[Excerpts of location labeling data]
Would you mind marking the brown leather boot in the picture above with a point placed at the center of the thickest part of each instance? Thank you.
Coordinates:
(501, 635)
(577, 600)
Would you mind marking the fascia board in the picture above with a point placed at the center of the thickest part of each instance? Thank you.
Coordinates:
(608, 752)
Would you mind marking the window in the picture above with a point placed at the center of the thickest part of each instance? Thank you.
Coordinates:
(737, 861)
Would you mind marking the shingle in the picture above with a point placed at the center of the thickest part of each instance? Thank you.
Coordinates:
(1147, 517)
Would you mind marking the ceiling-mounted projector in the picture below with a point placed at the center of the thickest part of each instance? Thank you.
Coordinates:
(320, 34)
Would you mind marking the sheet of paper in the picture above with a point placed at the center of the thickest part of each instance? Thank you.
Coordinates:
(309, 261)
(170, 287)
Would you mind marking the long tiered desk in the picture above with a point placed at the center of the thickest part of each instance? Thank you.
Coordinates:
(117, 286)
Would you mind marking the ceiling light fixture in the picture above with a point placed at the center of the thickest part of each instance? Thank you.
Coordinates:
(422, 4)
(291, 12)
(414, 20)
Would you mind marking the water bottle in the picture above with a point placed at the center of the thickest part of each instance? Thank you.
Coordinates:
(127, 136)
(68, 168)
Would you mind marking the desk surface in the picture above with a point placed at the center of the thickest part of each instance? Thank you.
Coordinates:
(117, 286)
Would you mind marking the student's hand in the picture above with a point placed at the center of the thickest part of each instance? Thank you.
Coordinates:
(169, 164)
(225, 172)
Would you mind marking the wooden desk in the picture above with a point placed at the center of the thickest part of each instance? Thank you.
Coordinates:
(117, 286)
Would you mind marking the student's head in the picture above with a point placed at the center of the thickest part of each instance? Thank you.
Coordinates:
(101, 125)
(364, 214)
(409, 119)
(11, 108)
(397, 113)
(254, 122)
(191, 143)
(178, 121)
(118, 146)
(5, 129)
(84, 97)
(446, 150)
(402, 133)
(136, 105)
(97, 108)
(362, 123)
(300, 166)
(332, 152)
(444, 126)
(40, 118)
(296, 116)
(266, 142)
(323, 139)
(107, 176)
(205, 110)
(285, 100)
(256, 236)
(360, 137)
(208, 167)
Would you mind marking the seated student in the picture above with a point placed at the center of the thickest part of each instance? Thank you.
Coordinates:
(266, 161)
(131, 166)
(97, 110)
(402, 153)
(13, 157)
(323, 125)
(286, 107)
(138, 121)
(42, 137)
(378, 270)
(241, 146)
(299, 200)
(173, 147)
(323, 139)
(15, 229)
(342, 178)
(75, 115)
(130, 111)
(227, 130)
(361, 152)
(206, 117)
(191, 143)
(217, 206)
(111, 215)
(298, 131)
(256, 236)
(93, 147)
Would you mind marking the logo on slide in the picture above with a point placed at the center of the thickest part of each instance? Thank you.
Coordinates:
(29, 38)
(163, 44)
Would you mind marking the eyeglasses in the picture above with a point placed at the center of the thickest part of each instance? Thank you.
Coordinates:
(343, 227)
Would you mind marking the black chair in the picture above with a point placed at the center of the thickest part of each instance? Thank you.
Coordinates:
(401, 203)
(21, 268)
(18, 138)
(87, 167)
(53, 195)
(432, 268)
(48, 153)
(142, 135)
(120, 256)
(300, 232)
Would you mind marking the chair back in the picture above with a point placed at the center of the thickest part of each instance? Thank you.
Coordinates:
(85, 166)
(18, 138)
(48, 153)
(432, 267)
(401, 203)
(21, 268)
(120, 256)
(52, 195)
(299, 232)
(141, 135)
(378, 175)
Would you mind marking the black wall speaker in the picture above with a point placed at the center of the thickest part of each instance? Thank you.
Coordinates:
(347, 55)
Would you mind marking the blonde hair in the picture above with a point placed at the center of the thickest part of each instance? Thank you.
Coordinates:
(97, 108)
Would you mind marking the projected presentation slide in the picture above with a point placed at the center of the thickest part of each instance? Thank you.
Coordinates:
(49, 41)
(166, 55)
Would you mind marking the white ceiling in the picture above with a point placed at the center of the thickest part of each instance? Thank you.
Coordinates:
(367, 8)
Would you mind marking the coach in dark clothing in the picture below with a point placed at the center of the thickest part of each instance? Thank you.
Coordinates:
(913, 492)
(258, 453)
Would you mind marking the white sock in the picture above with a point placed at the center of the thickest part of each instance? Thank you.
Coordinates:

- _Aim_:
Present the lines above as a numbered list, leaving out any blank lines.

- _Output of the exercise_:
1. Would you mind marking the brown leather boot in the picture above with a point placed at the center of the thickest part of each instance? Thank you.
2. Coordinates:
3. (501, 635)
4. (577, 600)
5. Would you mind marking the fascia board in the picture above with a point placed at the center of the thickest part of each instance? Thank you.
6. Coordinates:
7. (608, 752)
8. Would you mind marking the window in the picture above with a point placed at the center of the thickest part of each instance? Thank you.
9. Coordinates:
10. (737, 861)
11. Would you mind marking the shingle in the picture above with a point placed at the center of the thickest part of each instance? Thank you.
12. Coordinates:
13. (1147, 517)
14. Would you mind marking the ceiling-mounted projector in the picture below with a point placed at the center of the thickest part of each instance? Thank you.
15. Coordinates:
16. (320, 34)
17. Would you mind marking the sheet of paper in the picture above with a point placed at the center of the thickest part of each instance? Thank you.
18. Coordinates:
19. (309, 261)
20. (170, 287)
21. Would you mind marking the long tiered desk in the picture above with a point placed at the center of the thickest part of each instance? Thank you.
22. Coordinates:
23. (117, 286)
24. Would you mind marking the ceiling light fixture in the picture above with a point placed at the center of the thickest part of each instance? Thank you.
25. Coordinates:
26. (422, 4)
27. (291, 12)
28. (414, 20)
29. Would you mind marking the water bottle in the picture above with a point placed at the center of the thickest part of each instance? Thank you.
30. Coordinates:
31. (127, 136)
32. (68, 168)
33. Would you mind marking the desk surface in the picture above with a point placed at the center of the thickest part of each instance? Thank you.
34. Coordinates:
35. (117, 286)
36. Would you mind marking the student's hand in the picture above with a point placed at the center of the thickest part of each instance? Thank you.
37. Coordinates:
38. (169, 164)
39. (225, 172)
40. Would you mind marking the wooden desk in the picture above with a point placed at the center of the thickest part of each instance? Thank you.
41. Coordinates:
42. (117, 286)
43. Would you mind marking the student's head in the picture above with a point placed at the center of the thickest part of each instance? Thank you.
44. Coordinates:
45. (101, 125)
46. (364, 214)
47. (409, 119)
48. (11, 108)
49. (397, 113)
50. (254, 122)
51. (191, 143)
52. (178, 121)
53. (118, 146)
54. (5, 129)
55. (84, 97)
56. (446, 150)
57. (402, 133)
58. (136, 105)
59. (97, 108)
60. (362, 123)
61. (300, 166)
62. (332, 152)
63. (444, 126)
64. (40, 118)
65. (296, 116)
66. (266, 142)
67. (323, 139)
68. (107, 176)
69. (205, 110)
70. (285, 100)
71. (256, 236)
72. (360, 137)
73. (208, 167)
74. Would you mind marking the seated student in the picture above with a point placed at the center of the thickest part of each instance? Thank you.
75. Coordinates:
76. (266, 161)
77. (131, 166)
78. (97, 110)
79. (402, 153)
80. (13, 157)
81. (323, 125)
82. (286, 107)
83. (138, 121)
84. (42, 137)
85. (378, 270)
86. (241, 146)
87. (299, 200)
88. (173, 147)
89. (323, 139)
90. (15, 229)
91. (342, 178)
92. (75, 115)
93. (130, 111)
94. (227, 130)
95. (361, 152)
96. (206, 117)
97. (191, 143)
98. (217, 206)
99. (111, 215)
100. (298, 131)
101. (256, 236)
102. (93, 147)
103. Would you mind marking the logo on slide in the picture above with a point placed at the center of the thickest part of each instance? Thank you.
104. Coordinates:
105. (29, 38)
106. (163, 44)
107. Would you mind marking the eyeglasses in the picture above with a point placed at the center of the thickest part of each instance? Thank you.
108. Coordinates:
109. (343, 227)
110. Would you mind marking the black chair in the picture above with a point placed at the center of the thickest part of each instance? Thank you.
111. Coordinates:
112. (401, 203)
113. (21, 268)
114. (18, 138)
115. (87, 167)
116. (53, 195)
117. (432, 268)
118. (48, 153)
119. (142, 135)
120. (120, 256)
121. (300, 232)
122. Would you mind marking the chair back in the picture above with a point placed at the center of the thickest part of each instance? Thank you.
123. Coordinates:
124. (85, 166)
125. (18, 138)
126. (48, 153)
127. (432, 267)
128. (401, 203)
129. (21, 268)
130. (120, 256)
131. (52, 195)
132. (299, 232)
133. (141, 135)
134. (378, 175)
135. Would you mind marking the black wall speaker in the picture above with a point placed at the center of the thickest part of each instance? Thank you.
136. Coordinates:
137. (347, 55)
138. Would you mind marking the blonde hair in the picture above with a point placed at the center of the thickest part of each instance? Thank you.
139. Coordinates:
140. (97, 108)
141. Would you mind marking the projected presentation slide in the picture above with a point placed at the center of the thickest part of each instance? Thank you.
142. Coordinates:
143. (49, 41)
144. (166, 55)
145. Would you mind marking the white ceiling in the picture above with a point placed at the center of the thickest part of each instance? Thank you.
146. Coordinates:
147. (367, 8)
148. Would you mind marking the coach in dark clothing in the picture below with a point placed at the center of the thickest part of each instance? Thank you.
149. Coordinates:
150. (913, 492)
151. (258, 453)
152. Would you mind marking the white sock in the picture above with a point placed at the center of the thickest part of each instance? Thank you.
153. Coordinates:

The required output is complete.